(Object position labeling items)
--------------------------------------------------
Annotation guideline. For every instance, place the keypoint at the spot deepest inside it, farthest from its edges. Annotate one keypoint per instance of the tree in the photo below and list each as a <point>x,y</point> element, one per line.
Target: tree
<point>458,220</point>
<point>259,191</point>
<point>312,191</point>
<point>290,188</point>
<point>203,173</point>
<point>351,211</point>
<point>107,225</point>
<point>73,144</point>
--------------------------------------------------
#### Directions for this task:
Please rewrite the items above with each "tree" changed to "bush" and everything else left as it is.

#### Response:
Annotation guideline. For every instance, place the keypoint at the spot deepest inside it, farthest from its edges. Annotate one keypoint per instance of the bush in the photo below and list each as a <point>x,y</point> element, one per line.
Target: bush
<point>458,220</point>
<point>259,191</point>
<point>312,191</point>
<point>290,188</point>
<point>203,173</point>
<point>351,211</point>
<point>107,225</point>
<point>73,144</point>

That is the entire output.